_Aim_
Format the records below as a two-column CSV with the header row text,points. Give one row per record, with its wording under text and its answer under points, each in a single quoted field with line breaks replaced by spaces, and leave out the photos.
--- start of Data shown ---
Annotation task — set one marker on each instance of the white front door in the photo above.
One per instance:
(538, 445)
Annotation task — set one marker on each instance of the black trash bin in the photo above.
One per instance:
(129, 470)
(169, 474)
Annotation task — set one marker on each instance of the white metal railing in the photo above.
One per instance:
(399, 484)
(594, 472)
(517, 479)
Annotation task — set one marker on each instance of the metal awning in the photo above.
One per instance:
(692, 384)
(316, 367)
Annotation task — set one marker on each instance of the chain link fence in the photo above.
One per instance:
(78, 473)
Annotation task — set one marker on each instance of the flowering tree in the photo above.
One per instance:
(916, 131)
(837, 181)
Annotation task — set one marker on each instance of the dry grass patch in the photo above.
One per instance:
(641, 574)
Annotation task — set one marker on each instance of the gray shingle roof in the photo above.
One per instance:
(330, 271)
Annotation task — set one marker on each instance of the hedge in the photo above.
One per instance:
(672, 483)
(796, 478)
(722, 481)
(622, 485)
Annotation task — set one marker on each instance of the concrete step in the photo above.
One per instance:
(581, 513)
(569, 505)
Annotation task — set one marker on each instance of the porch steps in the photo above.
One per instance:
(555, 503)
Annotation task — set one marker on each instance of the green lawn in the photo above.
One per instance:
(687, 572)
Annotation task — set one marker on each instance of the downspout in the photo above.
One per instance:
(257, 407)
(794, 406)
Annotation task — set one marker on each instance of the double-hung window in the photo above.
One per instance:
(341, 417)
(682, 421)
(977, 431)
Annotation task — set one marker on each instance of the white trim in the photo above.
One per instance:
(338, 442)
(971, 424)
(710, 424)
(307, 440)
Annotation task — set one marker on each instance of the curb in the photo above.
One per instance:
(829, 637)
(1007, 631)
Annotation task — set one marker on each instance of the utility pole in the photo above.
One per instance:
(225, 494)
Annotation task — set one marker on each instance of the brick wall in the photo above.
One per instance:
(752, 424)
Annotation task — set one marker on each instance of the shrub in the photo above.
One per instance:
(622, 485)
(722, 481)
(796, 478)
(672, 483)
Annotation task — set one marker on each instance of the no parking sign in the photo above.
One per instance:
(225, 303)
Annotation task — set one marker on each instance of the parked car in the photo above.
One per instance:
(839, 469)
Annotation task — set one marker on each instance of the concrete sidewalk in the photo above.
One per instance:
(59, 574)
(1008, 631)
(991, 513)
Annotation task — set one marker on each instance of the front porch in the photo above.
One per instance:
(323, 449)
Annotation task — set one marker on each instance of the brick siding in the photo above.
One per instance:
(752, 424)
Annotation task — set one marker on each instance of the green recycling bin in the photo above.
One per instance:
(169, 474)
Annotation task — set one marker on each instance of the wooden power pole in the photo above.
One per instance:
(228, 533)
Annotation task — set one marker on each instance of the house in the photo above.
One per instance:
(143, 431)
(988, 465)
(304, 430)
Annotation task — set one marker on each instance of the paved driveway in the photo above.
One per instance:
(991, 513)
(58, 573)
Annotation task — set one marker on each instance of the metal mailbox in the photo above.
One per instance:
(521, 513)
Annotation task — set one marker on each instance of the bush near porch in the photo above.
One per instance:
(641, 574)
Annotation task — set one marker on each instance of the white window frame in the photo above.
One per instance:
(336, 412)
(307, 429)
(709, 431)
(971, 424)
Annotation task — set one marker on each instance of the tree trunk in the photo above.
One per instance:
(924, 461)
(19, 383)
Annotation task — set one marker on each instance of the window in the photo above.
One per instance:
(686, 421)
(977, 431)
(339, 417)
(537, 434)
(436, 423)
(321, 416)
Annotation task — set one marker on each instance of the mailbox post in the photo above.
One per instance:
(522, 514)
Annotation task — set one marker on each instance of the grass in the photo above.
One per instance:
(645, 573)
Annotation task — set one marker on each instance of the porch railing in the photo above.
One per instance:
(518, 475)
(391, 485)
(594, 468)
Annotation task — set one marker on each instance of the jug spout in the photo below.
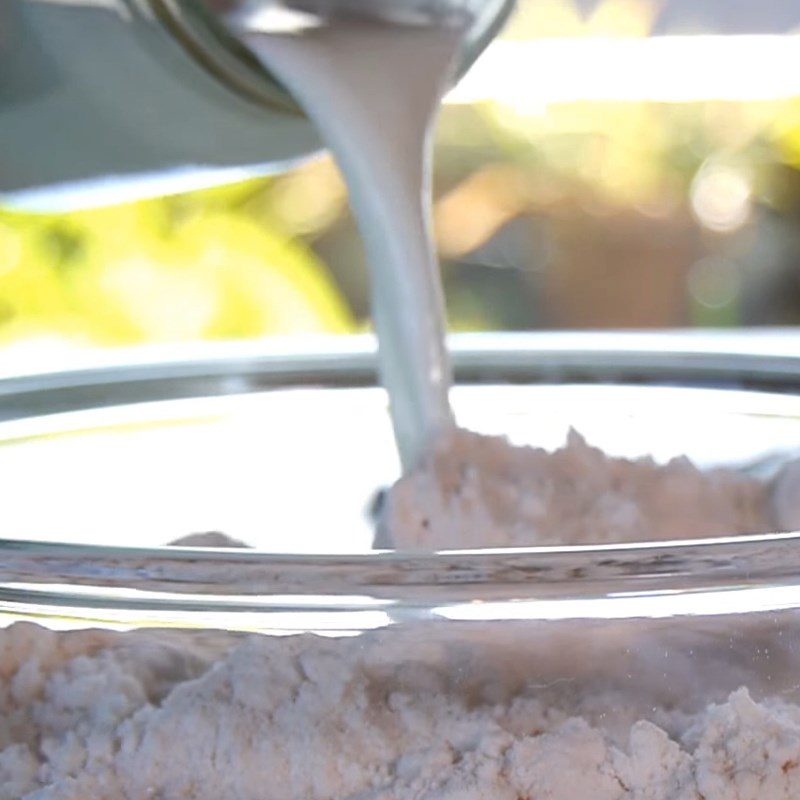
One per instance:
(119, 100)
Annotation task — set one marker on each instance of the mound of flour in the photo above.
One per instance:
(104, 716)
(479, 491)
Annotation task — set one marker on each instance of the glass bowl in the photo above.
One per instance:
(597, 669)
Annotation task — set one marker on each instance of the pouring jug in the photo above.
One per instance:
(103, 101)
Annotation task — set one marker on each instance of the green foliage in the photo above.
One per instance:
(164, 270)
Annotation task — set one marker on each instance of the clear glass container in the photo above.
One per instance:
(654, 669)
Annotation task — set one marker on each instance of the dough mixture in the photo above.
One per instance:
(641, 710)
(477, 491)
(463, 712)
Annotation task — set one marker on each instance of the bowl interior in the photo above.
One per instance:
(294, 470)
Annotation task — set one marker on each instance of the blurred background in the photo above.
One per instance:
(613, 164)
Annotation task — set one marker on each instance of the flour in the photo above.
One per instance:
(442, 712)
(476, 491)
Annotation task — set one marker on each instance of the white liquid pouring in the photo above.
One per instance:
(374, 91)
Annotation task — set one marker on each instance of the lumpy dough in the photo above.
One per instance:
(475, 491)
(388, 716)
(436, 711)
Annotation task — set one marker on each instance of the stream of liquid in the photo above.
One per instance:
(374, 91)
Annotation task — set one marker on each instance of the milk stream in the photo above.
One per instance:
(374, 91)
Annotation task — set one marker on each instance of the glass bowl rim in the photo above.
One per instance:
(764, 362)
--- end of Data shown ---
_Answer to the exercise_
text,points
"Annotation task — set one marker on each instance of the white front door in the photo above. One per instance:","(538, 445)"
"Annotation task — set one marker on each instance of the black trash bin in the photo above. One per instance:","(129, 470) (169, 474)"
"Annotation task — set one marker on each instance of the white metal railing in the photo above. One per instance:","(399, 484) (594, 472) (517, 479)"
"Annotation task — set one marker on each instance of the metal awning in the photo above. One per instance:","(692, 384) (316, 367)"
"Annotation task — set one marker on each instance of the chain link fence in the photo above. One per instance:","(78, 473)"
"Annotation task — set one marker on each instance of the flowering tree in the photo above. One per instance:","(916, 131) (837, 181)"
"Annotation task — set one marker on each instance of the dry grass patch in the photo above. One per instance:","(641, 574)"
"Annotation task — set one marker on each instance of the gray shingle roof in the photo above. One per instance:","(330, 271)"
"Annotation task — set one marker on each instance of the hedge in the photo above. One per instance:","(672, 483) (796, 478) (722, 481) (622, 485)"
"Annotation task — set one marker on each instance of the concrete step in the photo above. One per instance:","(581, 513) (569, 505)"
"Annotation task — set one marker on each instance of the porch steps in the photo above. One per instance:","(555, 503)"
"Annotation task — set one marker on each instance of the green lawn in the photo above. One per instance:","(687, 572)"
"Annotation task — set one marker on each instance of the downspout in the photo above. One per instance:","(257, 407) (794, 406)"
"Annotation task — set one marker on each instance of the double-hung window in the photo above. One per instance:","(341, 417) (682, 421) (977, 431)"
"Annotation task — set one marker on each instance of the white trim in the photo above. One per instance:","(338, 442) (971, 424) (710, 424) (307, 440)"
"Annotation task — set one marker on each instance of the curb in the photo above. One per instance:","(829, 637) (1007, 631)"
"Annotation task — set one marker on each instance of the utility pole in the photo above. One per instance:","(225, 494)"
"Annotation task — set one marker on each instance of the brick wall in the photo above. One per instance:","(752, 424)"
"Annotation task — set one marker on each instance of the shrub in the photo above. One per instance:","(622, 485) (722, 481) (796, 478) (672, 483)"
"Annotation task — set one marker on each instance of the no parking sign in the photo above. One per instance:","(225, 303)"
"Annotation task — set one marker on each instance of the parked car in the photo above. One per instance:","(839, 469)"
"Annotation task — set one marker on each instance of the concrete sidewalk in the photo above. One per instance:","(59, 574) (1008, 631) (991, 513)"
"Annotation task — set one marker on each instance of the front porch in the photo above. One per instance:","(323, 449)"
"Annotation task — set one marker on each instance of the brick siding in the photo above. One per instance:","(752, 424)"
"Annotation task — set one marker on each instance of the green recycling bin in the photo above. One per instance:","(169, 474)"
"Annotation task — set one marker on each instance of the wooden power pole in the photo above. One per instance:","(228, 533)"
"Annotation task — set one marker on each instance of the house in the photo above. One per instance:","(143, 431) (988, 465) (304, 430)"
"Annotation task — set one marker on each instance of the paved driveway in the photo above. One per instance:","(991, 513) (58, 573)"
"Annotation task — set one marker on each instance of the metal mailbox in the photo above. One per instance:","(521, 513)"
"Annotation task — set one marker on each instance of the bush near porch in the photo above. One per instance:","(641, 574)"
"Annotation task — set one marker on each instance of the white window frame in the photo above. One per instance:","(336, 412) (307, 429) (709, 431) (971, 424)"
"Annotation task — set one marker on each instance of the tree trunk in the photo above. One per instance:","(924, 461) (19, 383)"
"Annotation task — set one marker on each instance of the window in the photo above. One per instance:","(686, 421) (977, 431) (339, 417) (537, 434) (436, 423) (321, 416)"
"Annotation task — set one marker on each instance of the mailbox post in the photo above. One per instance:","(522, 514)"
"Annotation task — set one marker on each instance of the grass in the photo above. One per instance:","(645, 573)"
"Annotation task — set one marker on each instance of the porch railing in the photo above. One per instance:","(518, 475) (391, 485) (594, 468)"
"Annotation task — set one marker on each instance of the jug spout in the photo below. One per instance:","(119, 100)"
"Annotation task — set one marker on each instance of the mound of flour in the photo above. One per instance:","(104, 716) (479, 491)"
"Annotation task — set one marker on each instance of the glass bowl in the photo above. One per instance:","(597, 669)"
"Annotation task — set one marker on each instance of the pouring jug in the photo above. One per instance:","(103, 101)"
"Annotation task — set one marker on each instance of the green foliage in the photo above. One per instance:","(164, 270)"
"Annotation task — set one marker on each instance of the clear glass container in the photo above. One per instance:","(654, 669)"
"Annotation task — set one marker on each instance of the dough mixture in the photo above. One per instance:","(641, 710) (477, 491) (463, 712)"
"Annotation task — set one marker on each instance of the bowl interior in the photo above. One per instance:","(294, 470)"
"Annotation task — set one marker on each instance of the blurred background in the photo above. One per instance:","(613, 164)"
"Annotation task — set one marker on each instance of the flour in the photo above. One per instance:","(442, 712) (476, 491)"
"Annotation task — set one marker on each instance of the white liquid pouring in the photo above. One per instance:","(374, 91)"
"Annotation task — set one marker on each instance of the lumpy dough in the photo above. One per instance:","(475, 491) (388, 716) (436, 711)"
"Annotation task — set one marker on each instance of the stream of liquid in the photo above. One per instance:","(374, 91)"
"Annotation task — set one marker on each instance of the milk stream in the photo above. One per instance:","(374, 91)"
"Annotation task — set one marker on each instance of the glass bowl rim in the photo above. One per instance:","(764, 362)"